- WORK REQUIRED: Which lines in the records below contain the string "index"? Gather every such line, matching case exactly.

(Position annotation records)
BEGIN
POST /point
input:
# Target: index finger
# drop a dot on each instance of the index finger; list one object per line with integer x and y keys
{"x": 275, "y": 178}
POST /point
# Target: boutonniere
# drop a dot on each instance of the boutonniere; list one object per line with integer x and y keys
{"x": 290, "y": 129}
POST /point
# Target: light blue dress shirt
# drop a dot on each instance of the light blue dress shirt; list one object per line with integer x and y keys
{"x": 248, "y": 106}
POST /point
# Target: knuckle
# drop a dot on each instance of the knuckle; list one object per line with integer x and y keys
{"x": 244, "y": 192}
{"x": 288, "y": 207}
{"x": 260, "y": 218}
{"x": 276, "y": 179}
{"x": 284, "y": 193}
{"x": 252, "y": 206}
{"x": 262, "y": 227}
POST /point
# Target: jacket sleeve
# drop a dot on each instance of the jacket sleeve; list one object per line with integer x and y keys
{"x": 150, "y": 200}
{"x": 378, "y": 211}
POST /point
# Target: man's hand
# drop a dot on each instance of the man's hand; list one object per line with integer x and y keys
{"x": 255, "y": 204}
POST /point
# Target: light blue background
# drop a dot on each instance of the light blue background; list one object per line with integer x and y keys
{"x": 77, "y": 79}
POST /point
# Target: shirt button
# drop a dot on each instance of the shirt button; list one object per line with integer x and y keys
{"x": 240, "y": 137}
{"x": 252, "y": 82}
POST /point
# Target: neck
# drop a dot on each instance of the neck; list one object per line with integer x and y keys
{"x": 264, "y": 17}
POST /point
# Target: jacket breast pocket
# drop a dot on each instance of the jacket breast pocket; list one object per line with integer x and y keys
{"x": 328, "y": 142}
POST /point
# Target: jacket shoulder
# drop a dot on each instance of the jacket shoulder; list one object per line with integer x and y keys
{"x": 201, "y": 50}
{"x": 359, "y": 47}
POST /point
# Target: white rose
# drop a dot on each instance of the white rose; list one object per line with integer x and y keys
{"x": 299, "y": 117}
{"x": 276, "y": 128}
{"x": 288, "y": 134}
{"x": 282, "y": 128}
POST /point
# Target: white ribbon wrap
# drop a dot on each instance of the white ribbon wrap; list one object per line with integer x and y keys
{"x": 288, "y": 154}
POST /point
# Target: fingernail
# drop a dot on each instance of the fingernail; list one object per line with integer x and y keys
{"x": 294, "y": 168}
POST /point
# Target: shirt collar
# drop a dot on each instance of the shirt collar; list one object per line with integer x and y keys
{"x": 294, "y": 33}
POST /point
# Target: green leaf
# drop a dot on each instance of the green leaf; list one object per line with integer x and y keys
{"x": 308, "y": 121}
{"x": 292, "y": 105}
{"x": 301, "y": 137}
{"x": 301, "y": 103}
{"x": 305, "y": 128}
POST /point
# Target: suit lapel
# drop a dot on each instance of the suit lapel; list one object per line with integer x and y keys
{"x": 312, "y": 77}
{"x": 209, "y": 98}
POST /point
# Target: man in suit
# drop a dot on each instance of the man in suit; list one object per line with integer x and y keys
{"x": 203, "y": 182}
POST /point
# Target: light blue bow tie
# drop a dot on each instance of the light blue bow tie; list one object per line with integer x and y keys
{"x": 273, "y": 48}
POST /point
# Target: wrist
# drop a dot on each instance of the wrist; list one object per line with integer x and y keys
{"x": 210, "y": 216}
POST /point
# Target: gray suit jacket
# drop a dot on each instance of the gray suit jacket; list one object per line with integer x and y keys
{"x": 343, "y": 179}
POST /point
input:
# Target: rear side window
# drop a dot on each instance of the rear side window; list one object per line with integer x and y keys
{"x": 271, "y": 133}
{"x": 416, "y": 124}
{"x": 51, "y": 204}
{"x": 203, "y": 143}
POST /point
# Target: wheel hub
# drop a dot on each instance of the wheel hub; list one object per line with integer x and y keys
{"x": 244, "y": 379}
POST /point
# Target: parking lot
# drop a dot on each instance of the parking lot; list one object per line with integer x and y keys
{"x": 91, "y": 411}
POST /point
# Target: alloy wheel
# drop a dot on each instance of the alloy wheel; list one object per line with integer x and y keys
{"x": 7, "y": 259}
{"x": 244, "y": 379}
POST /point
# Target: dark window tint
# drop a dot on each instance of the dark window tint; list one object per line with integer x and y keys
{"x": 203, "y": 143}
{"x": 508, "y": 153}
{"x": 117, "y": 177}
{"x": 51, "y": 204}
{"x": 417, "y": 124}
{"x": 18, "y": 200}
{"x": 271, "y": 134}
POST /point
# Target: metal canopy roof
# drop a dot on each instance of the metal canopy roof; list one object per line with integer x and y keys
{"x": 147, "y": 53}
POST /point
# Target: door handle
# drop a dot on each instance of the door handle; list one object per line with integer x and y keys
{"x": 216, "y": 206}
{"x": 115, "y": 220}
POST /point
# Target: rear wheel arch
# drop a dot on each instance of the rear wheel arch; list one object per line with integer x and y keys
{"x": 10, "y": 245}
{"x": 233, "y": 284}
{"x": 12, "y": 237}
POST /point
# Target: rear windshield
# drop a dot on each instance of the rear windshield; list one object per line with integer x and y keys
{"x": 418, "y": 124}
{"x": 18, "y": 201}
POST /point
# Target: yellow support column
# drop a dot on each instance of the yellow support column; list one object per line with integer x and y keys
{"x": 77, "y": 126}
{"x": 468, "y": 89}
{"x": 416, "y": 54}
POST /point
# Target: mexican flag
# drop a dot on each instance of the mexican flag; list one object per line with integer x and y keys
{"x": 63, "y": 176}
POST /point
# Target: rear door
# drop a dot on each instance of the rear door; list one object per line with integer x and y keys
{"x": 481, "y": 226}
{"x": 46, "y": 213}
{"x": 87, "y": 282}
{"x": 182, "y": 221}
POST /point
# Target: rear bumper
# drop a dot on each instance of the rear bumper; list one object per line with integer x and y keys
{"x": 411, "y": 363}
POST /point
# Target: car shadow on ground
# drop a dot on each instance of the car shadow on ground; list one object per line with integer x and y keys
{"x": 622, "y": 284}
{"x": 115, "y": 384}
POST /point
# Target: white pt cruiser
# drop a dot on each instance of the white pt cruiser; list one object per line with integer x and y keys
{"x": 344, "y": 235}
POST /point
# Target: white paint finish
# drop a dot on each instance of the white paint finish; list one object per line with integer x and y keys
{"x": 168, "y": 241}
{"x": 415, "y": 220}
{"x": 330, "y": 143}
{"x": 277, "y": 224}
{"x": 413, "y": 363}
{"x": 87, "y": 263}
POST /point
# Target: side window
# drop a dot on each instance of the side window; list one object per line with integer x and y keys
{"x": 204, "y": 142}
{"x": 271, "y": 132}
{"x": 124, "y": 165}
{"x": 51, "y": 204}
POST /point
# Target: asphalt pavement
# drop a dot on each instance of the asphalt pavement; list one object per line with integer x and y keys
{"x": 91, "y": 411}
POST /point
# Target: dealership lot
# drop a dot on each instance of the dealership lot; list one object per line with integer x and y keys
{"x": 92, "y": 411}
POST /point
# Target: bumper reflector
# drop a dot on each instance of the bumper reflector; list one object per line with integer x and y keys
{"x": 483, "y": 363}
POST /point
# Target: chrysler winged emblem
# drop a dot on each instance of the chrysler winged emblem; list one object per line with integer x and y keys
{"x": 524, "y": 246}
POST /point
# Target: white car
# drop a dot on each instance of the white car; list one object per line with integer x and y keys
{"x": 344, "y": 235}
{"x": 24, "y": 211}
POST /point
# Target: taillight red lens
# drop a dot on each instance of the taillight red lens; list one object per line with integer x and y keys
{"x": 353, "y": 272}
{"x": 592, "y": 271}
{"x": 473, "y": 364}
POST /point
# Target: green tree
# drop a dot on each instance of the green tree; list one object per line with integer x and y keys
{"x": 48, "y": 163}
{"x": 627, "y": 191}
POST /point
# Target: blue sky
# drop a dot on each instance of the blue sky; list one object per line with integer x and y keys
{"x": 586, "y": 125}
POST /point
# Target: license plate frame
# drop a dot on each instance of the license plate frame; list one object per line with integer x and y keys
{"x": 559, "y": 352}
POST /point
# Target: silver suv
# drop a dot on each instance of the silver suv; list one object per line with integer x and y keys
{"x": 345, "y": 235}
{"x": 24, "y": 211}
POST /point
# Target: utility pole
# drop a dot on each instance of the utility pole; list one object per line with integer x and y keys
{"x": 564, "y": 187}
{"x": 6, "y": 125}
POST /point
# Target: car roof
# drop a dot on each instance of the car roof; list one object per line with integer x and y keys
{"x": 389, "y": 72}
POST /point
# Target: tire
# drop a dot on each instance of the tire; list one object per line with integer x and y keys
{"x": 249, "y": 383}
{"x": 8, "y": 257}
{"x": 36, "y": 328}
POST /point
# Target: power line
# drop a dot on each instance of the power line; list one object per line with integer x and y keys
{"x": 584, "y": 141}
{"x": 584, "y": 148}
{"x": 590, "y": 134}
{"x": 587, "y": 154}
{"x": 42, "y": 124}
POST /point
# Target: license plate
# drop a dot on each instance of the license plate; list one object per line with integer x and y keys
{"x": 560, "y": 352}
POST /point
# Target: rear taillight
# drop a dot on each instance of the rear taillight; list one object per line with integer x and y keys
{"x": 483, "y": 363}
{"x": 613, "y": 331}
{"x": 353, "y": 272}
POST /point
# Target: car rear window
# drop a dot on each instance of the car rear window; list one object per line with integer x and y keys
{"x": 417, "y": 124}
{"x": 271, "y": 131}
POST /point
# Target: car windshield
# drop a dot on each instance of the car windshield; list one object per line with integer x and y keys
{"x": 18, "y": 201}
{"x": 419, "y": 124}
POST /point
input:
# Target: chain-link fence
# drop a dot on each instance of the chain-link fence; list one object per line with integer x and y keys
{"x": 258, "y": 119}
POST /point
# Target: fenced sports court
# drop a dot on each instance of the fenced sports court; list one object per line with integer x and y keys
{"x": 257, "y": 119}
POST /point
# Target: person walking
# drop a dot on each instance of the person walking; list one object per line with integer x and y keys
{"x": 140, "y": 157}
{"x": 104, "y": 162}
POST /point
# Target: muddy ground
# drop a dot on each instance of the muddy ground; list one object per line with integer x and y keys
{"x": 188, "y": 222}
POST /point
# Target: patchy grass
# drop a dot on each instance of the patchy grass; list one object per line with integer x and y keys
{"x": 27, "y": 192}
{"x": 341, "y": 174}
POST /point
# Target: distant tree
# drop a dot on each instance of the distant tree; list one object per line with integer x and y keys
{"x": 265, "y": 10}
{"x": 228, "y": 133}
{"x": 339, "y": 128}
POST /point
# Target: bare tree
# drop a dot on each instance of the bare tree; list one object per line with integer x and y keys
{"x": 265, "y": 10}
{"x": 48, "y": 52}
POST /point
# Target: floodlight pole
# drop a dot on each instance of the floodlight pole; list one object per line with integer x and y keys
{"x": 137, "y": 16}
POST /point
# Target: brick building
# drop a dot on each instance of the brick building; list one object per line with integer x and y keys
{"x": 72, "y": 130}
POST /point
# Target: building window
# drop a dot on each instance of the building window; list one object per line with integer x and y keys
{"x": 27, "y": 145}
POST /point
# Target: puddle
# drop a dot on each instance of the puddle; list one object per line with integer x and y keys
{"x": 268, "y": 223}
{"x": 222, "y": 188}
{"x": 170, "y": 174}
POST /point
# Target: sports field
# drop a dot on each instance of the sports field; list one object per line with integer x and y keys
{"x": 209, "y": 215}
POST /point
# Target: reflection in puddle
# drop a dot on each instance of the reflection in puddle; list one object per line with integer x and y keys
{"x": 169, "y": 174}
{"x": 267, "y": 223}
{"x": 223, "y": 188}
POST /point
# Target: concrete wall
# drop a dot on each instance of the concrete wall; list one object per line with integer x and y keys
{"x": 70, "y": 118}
END
- RESULT FOR THIS EXERCISE:
# Target: index finger
# drop a dot on each instance of the index finger; list one object per line with integer x and y keys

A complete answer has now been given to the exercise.